O que fazer → Por favor, dê continuidade à entrevista sobre saúde mental reproduzida abaixo, começando logo após a última frase apresentada.

Trecho →
------------------------
Silvio Yasui – Olha, se você sair agora por aquela porta (aponta a porta do estúdio de rádio) e perguntar para as pessoas que encontrar no corredor qual é o lugar do louco, posso lhe garantir que a maioria responderá que é um manicômio ou um hospital psiquiátrico, ou seja, a visão do local de internação, de segregação.

(En)CenaA partir disto podemos dizer que o CAPS deve ser então um ‘não-lugar’?

Silvio Yasui – Olha esta é a idéia que tenho sobre o CAPS: ele cada vez mais deve se tornar uma estratégia e cada vez menos um local, um espaço. Isso justamente para lidarmos com essa conotação do território. É importante frisar que são 20 e poucos anos de história do CAPS, que começa como um serviço idealizado criado no estado de São Paulo e que só depois vira o modelo que se espalhou pelo Brasil, e muitos séculos de uma mentalidade que diz que tratamento em saúde mental é: remédio, internação etc.

(En)Cena – As décadas de 60 e 70 do século XX foram marcadas por diversos fenômenos sociais, políticos, econômicos. A trajetória do cuidado psicossocial também tem seu curso afetado por esses acontecimentos?

Silvio Yasui – A resposta anterior já contempla esta. Não é possível pensar a Reforma Psiquiátrica brasileira sem se referir ao processo de redemocratização do país, aos movimentos sociais, a luta contra a ditadura, enfim ao tempo histórico que produziu uma profunda reforma no Estado brasileiro que possibilitou a formulação e a implantação, nos anos pós-constituição de 1988, de várias políticas públicas, dentre elas a da saúde e da saúde mental.

(En)Cena – Professor, 24 anos depois do encontro em que se criou o Movimento Nacional da Luta Antimanicomial, em 1987, e 10 anos depois da Lei 10216/2001, como se encontra o cenário nacional relativo à saúde mental?

Silvio Yasui – Muita coisa foi feita e falta ainda muito a fazer. Esta frase sintetiza um pouco minha sensação de militante que esteve presente ativamente no Encontro de 1987. O fato de nossos projetos e ideais terem se transformado em política pública nos colocou uma imensa responsabilidade. Por outro lado, vivemos um tempo histórico de um certo retorno conservador, especialmente em algumas prefeituras. Isso leva a um cenário de intensos conflitos no campo da saúde, não apenas da saúde mental. Uma proposta de mudança tão importante como a da saúde não pode ser gerida por amadores ou por interesses políticos/pessoais mesquinhos. Não se muda uma realidade assistencial de décadas, sem que haja uma profunda e verdadeira implicação dos gestores, trabalhadores e usuários neste processo. E gestores e trabalhadores implicados e protagonistas de mudanças têm sido difícil de encontrar neste atual cenário.
------------------------
Entradas do conjunto →
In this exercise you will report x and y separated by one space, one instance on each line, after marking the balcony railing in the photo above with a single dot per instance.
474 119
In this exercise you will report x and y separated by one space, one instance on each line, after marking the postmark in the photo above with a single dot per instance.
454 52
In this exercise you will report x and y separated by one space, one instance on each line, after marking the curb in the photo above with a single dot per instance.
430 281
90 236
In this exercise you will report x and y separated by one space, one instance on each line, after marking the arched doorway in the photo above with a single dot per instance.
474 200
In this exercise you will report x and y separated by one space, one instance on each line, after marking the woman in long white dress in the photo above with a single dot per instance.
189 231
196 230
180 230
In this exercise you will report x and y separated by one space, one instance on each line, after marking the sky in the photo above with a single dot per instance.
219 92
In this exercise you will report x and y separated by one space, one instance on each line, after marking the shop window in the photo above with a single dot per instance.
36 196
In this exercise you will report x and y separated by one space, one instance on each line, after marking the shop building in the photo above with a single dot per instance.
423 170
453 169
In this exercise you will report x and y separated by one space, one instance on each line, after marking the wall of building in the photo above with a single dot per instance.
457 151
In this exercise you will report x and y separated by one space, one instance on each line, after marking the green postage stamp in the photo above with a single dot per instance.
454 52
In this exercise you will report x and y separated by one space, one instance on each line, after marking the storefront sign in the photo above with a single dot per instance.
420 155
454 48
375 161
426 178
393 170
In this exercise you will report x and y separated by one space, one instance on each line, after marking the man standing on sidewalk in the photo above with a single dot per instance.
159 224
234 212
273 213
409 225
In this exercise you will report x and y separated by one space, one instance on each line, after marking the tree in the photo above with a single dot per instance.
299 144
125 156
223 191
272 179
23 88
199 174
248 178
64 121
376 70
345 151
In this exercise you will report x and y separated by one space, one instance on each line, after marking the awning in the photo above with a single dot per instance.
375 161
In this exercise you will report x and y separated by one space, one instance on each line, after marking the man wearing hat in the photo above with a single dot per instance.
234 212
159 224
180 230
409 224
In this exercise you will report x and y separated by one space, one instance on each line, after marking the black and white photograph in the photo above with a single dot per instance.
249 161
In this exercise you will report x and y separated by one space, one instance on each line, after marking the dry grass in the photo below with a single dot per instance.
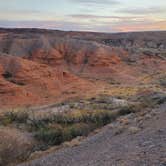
------------------------
Resposta →
(En)Cena – A respeito do Movimento Nacional da Luta Antimanicomial, quais as considerações que devem ser feitas?  Mudou-se a maneira de pensar inclusive o próprio movimento?

Silvio Yasui – Um pouco respondi na questão anterior. Mudaram-se as estratégias. Antes tínhamos experiências pontuais, inspiradas em ideais. Hoje, elas se transformaram em política ministerial. Com regras, financiamento e etc. Embora os ideais estejam contidos nas portarias, resoluções ministeriais, a sua concretização ficou esvaziada daquilo que mais se destacava no movimento: a paixão. Em certo sentido, tudo ficou um pouco mais burocrático. Neste sentido, acho que o movimento deve retornar no reencantamento de trabalhadores, usuários e gestores, a essa paixão pela mudança, pela invenção, pela ousadia que foram as marcas iniciais da Reforma Psiquiátrica.

(En)Cena – Professor, na sua visão com esse esforço em prol da mudança de mentalidade, chegaremos em um estágio aonde o indivíduo considerado louco vai deixar de ser encarado como sujeito que tem de ser separado do meio social?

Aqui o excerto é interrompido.